Short exercise ::
The records should be repeated word for word, pictures excluded.

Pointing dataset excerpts
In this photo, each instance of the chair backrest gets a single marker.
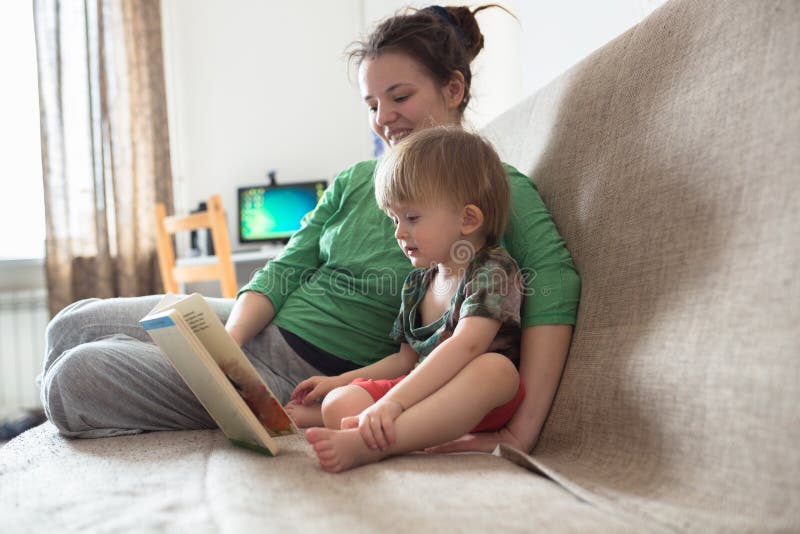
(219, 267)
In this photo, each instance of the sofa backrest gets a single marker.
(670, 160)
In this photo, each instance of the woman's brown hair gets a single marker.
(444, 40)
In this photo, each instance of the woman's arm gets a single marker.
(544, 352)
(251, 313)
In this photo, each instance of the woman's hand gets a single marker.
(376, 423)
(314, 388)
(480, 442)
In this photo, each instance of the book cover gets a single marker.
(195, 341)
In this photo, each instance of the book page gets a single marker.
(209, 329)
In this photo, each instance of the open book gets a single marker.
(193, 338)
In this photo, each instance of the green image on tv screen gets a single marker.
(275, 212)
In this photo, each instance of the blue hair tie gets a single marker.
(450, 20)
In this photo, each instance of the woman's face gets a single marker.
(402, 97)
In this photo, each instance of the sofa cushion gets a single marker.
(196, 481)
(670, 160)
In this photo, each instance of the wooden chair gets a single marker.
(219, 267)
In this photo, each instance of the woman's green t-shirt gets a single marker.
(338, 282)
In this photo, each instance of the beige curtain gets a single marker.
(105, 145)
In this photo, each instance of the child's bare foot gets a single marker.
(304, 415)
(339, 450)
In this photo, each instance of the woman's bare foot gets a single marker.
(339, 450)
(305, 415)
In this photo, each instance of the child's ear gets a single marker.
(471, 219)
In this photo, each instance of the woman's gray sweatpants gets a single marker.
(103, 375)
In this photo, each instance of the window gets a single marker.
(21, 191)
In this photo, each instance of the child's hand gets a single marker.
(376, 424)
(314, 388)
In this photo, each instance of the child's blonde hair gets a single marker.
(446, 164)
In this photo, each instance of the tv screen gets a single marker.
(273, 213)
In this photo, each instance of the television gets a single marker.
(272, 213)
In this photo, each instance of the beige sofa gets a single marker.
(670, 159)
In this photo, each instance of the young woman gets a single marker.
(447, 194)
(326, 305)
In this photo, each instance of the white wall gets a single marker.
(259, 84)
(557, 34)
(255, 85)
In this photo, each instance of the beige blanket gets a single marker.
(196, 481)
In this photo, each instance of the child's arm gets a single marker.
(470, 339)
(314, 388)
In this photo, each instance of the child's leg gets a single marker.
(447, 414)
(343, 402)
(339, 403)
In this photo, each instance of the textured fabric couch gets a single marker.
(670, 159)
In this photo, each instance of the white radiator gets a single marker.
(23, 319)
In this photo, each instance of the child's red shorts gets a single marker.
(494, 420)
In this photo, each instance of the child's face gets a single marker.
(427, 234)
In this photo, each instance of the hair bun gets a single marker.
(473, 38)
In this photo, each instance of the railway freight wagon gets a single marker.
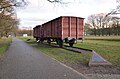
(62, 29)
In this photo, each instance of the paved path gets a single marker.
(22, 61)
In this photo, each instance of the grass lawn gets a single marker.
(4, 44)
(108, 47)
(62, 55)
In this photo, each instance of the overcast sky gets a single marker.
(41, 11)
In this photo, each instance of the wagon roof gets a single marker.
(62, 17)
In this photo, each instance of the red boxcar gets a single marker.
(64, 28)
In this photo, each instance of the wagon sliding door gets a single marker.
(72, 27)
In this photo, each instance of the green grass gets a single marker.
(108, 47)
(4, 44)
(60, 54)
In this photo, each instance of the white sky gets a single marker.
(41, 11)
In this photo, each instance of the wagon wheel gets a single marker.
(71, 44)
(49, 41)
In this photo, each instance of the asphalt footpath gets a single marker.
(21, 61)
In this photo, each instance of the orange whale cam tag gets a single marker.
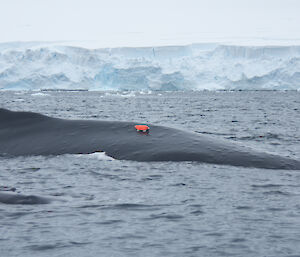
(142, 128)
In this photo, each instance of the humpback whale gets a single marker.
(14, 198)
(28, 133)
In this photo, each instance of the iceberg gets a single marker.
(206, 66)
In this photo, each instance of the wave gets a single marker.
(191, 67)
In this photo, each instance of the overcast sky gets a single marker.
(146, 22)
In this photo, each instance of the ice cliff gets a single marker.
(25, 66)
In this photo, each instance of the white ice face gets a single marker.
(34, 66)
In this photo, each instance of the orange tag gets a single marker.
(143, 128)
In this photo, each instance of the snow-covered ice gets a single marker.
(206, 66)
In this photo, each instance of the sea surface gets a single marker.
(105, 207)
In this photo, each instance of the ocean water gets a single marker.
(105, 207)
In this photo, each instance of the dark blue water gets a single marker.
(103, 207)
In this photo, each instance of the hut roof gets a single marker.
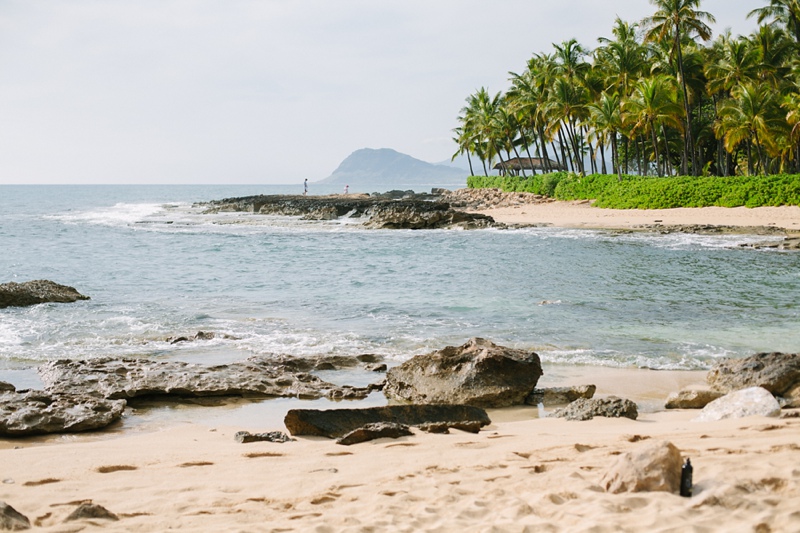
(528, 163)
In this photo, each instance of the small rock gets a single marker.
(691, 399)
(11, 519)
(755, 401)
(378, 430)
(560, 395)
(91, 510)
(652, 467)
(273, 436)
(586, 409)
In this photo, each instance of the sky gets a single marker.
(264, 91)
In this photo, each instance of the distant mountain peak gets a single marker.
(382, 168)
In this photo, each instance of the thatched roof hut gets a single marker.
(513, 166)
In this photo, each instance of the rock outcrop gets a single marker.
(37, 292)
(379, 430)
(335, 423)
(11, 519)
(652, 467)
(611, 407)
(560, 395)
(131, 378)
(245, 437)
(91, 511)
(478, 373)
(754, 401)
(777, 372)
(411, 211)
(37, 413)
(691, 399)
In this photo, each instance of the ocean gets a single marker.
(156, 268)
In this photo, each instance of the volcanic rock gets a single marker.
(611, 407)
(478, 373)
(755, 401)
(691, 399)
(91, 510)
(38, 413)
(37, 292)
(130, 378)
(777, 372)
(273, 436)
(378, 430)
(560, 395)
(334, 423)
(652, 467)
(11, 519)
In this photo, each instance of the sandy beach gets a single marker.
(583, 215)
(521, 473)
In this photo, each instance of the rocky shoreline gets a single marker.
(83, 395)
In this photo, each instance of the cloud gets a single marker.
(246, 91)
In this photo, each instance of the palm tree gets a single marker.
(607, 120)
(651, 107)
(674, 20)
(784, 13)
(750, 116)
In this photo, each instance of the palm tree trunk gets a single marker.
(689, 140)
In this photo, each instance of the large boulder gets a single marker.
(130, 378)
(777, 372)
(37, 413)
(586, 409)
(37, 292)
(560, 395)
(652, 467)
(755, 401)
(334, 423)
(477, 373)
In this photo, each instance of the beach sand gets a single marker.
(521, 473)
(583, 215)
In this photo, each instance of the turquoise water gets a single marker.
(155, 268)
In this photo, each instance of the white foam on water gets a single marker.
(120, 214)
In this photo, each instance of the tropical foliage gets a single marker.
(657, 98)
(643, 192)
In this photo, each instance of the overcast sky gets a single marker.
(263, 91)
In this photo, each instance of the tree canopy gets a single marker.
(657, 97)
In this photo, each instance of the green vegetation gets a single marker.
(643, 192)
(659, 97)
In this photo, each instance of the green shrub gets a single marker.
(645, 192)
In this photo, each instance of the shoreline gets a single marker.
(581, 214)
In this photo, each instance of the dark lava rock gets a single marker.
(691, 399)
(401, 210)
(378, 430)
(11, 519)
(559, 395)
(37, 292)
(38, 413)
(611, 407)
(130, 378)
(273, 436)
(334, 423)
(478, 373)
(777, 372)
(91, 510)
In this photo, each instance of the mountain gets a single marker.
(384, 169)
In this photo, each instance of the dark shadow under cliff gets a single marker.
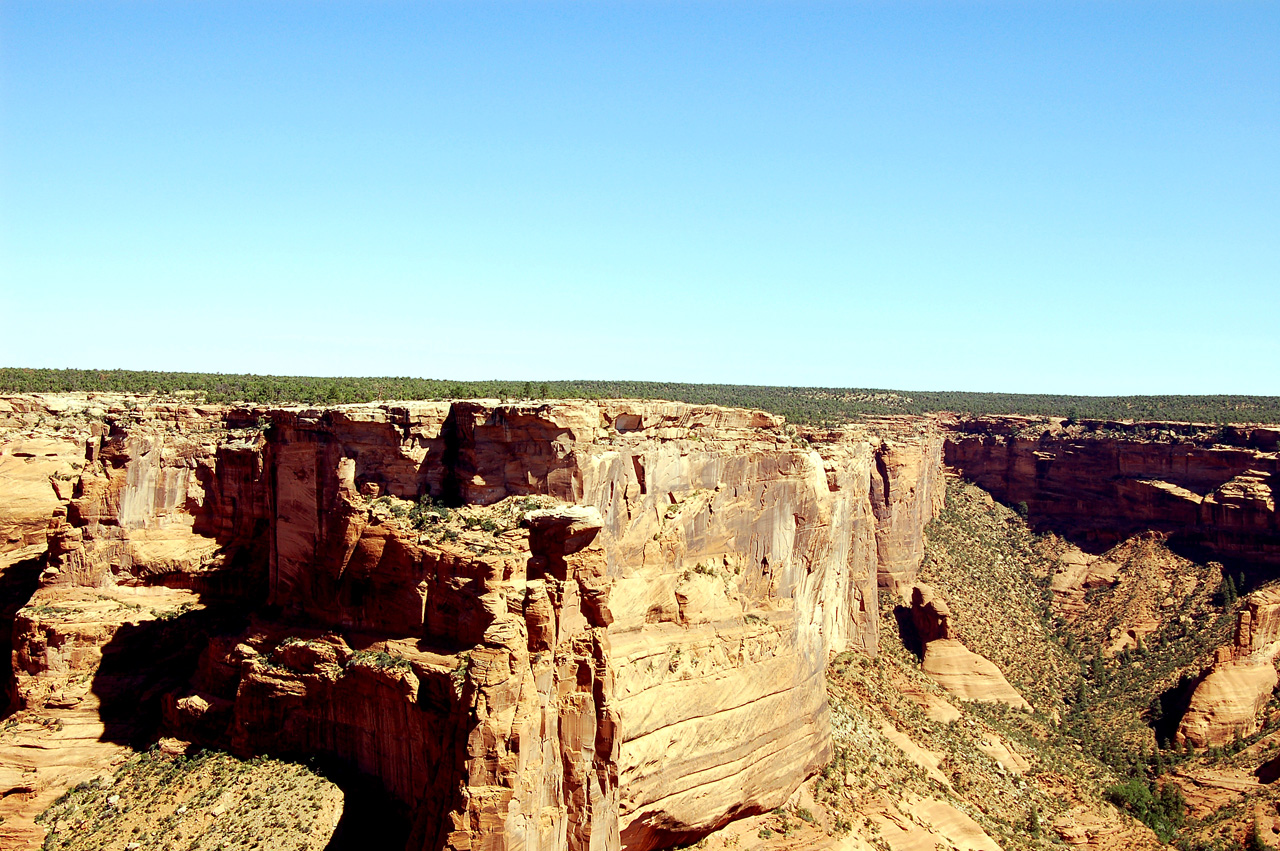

Response to this task ::
In this photo, each instance of the chair backrest gets a single marker.
(219, 267)
In this photo, each instance of the sofa backrest gets a single marker.
(670, 160)
In this photo, each instance of the woman's brown hair gets a single marker.
(444, 40)
In this photo, each instance of the woman's arm gets a single marker.
(544, 352)
(251, 313)
In this photo, each instance of the woman's hand gets a single marker.
(376, 423)
(314, 388)
(480, 442)
In this photo, each instance of the book cover gets a single marker.
(195, 341)
In this photo, each instance of the book page gets a single marker.
(209, 329)
In this photo, each instance of the open book gets a single marker.
(193, 338)
In this photo, each instance of the green image on tv screen gets a single marker.
(275, 212)
In this photo, each instance of the blue hair tie gets a single marker.
(450, 20)
In this photo, each instance of the woman's face gets a single marker.
(402, 97)
In this photo, each instance of the sofa cushion gets a single marker.
(196, 481)
(670, 160)
In this photo, each instance of the wooden chair gets a single marker.
(219, 267)
In this photo, each instance of the woman's green t-shirt gets a single marker.
(338, 282)
In this photo, each instance of the beige curtain gets a single marker.
(105, 145)
In this photo, each instance of the child's bare foot gets a single marker.
(304, 415)
(339, 450)
In this photo, each instance of the woman's bare foot gets a single marker.
(339, 450)
(305, 415)
In this photo, each instance of the child's ear gets a single marker.
(471, 219)
In this photo, each instance of the woman's gray sweatpants gets a single marker.
(103, 375)
In this photo, each instance of the window gets a single marker.
(21, 191)
In this photo, each instance of the child's hand gets a single marker.
(376, 424)
(314, 388)
In this photo, each instance of the child's blonde hair gets a single marker.
(446, 164)
In this photo, each instance of the tv screen gets a single marker.
(273, 213)
In this photo, each instance of the television gets a single marker.
(272, 213)
In this photo, each instance of the beige sofa gets a single marker.
(670, 159)
In this photo, each instance of the young woman gets a single marker.
(447, 194)
(326, 305)
In this photo, each instance of the white wall gets a single marker.
(259, 84)
(557, 34)
(255, 85)
In this photo, each instance of the beige blanket gets a single marker.
(196, 481)
In this photo, each instance of the child's arm gets a single marker.
(470, 339)
(314, 388)
In this photo, each instance of the child's leg gets a single marker.
(447, 414)
(343, 402)
(339, 403)
In this photo, each instance of the textured fabric couch gets a single marker.
(670, 159)
In this photo, each instance of the white radiator gets a single marker.
(23, 319)
In this photo, each instance of the child's red shorts gets a single marker.
(494, 420)
In this photo, each instance of the child's face gets a single marker.
(427, 234)
In this photo, each instance of the hair bun gets a single marker.
(473, 38)
In this photo, each instance of the railway freight wagon gets a single marker.
(62, 29)
In this photo, each instance of the paved path gets a single marker.
(22, 61)
In this photo, each instance of the grass lawn gets a single marker.
(4, 44)
(108, 47)
(62, 55)
In this photo, each instance of the overcast sky gets a single marker.
(41, 11)
In this photo, each instance of the wagon roof gets a single marker.
(62, 17)
In this photo, each instance of the red boxcar gets a single marker.
(64, 28)
In this photo, each instance of the wagon sliding door gets a single marker.
(72, 27)
In this photo, each instance of the green grass gets a single marker.
(108, 47)
(4, 44)
(60, 54)
In this photo, each instance of the white sky gets a single marker.
(41, 11)
In this photo, each instance of the wagon wheel gets a single marker.
(71, 44)
(49, 41)
In this photo, each instance of the asphalt footpath gets a single marker.
(21, 61)
In this photo, each instance of the orange whale cam tag gets a single marker.
(142, 128)
In this photo, each instance of the humpback whale gets a single marker.
(14, 198)
(28, 133)
In this photo, each instance of the iceberg gets a single marker.
(206, 66)
In this photo, each instance of the wave gets a single marker.
(191, 67)
In this photo, each instance of the overcast sky gets a single marker.
(146, 22)
In this photo, each instance of the ice cliff gets a single marker.
(25, 66)
In this photo, each instance of the white ice face gets a single marker.
(34, 66)
In this photo, each instance of the orange tag gets a single marker.
(143, 128)
In this photo, each instance of the snow-covered ice gets a single marker.
(206, 66)
In this photo, each instance of the sea surface gets a single marker.
(105, 207)
In this photo, each instance of the ocean water gets a single marker.
(105, 207)
In this photo, each instance of the dark blue water gets a single marker.
(103, 207)
In this photo, each instance of the hut roof gets a single marker.
(528, 163)
In this photo, each instance of the small rock gets a single marker.
(691, 399)
(11, 519)
(755, 401)
(378, 430)
(560, 395)
(91, 510)
(652, 467)
(273, 436)
(586, 409)
In this photo, each instance of the sky gets a single marker.
(264, 91)
In this photo, each instance of the distant mountain peak gets a single marker.
(382, 168)
In this photo, each instance of the thatched roof hut gets a single marker.
(513, 166)
In this photo, each instance of the rock outcrop gets a single marker.
(37, 292)
(379, 430)
(335, 423)
(11, 519)
(652, 467)
(611, 407)
(560, 395)
(131, 378)
(245, 437)
(91, 511)
(478, 373)
(754, 401)
(777, 372)
(411, 211)
(37, 413)
(691, 399)
In this photo, each instance of the ocean gets a single marker.
(156, 268)
In this photo, each instance of the volcanic rock gets a single marker.
(611, 407)
(478, 373)
(755, 401)
(691, 399)
(91, 510)
(38, 413)
(37, 292)
(130, 378)
(777, 372)
(273, 436)
(378, 430)
(560, 395)
(334, 423)
(652, 467)
(11, 519)
In this photo, each instance of the sandy beach gets a single marker.
(583, 215)
(521, 473)
In this photo, each instance of the rocky shoreline gets a single marker.
(83, 395)
In this photo, each instance of the cloud gets a single marker.
(246, 91)
In this photo, each instance of the palm tree gets a single marker.
(607, 120)
(651, 107)
(674, 20)
(784, 13)
(750, 116)
In this photo, each instance of the palm tree trunk gets a single marker.
(689, 140)
In this photo, each instance of the large boulder gets a single marker.
(130, 378)
(777, 372)
(37, 413)
(586, 409)
(37, 292)
(560, 395)
(652, 467)
(755, 401)
(334, 423)
(477, 373)
In this photo, each instance of the beach sand gets a single marker.
(521, 473)
(583, 215)
In this photo, each instance of the turquoise water gets a single marker.
(155, 268)
In this photo, each instance of the white foam on water gets a single marker.
(120, 214)
In this photo, each instance of the tropical foliage gets a single marker.
(657, 98)
(643, 192)
In this photo, each instance of the overcast sky gets a single marker.
(263, 91)
In this photo, each instance of the tree canopy gets a single marker.
(657, 97)
In this photo, each instance of the green vegetation gets a single marker.
(643, 192)
(659, 97)
In this photo, each instance of the green shrub gets a single marker.
(645, 192)
In this photo, each instance of the shoreline gets a single marker.
(581, 214)
In this photo, each instance of the dark lava rock gets a single marker.
(691, 399)
(401, 210)
(378, 430)
(11, 519)
(559, 395)
(37, 292)
(38, 413)
(611, 407)
(130, 378)
(273, 436)
(334, 423)
(478, 373)
(777, 372)
(91, 510)
In this photo, each instance of the mountain gets a single marker.
(384, 169)
In this photo, each instance of the dark shadow under cliff gets a single marker.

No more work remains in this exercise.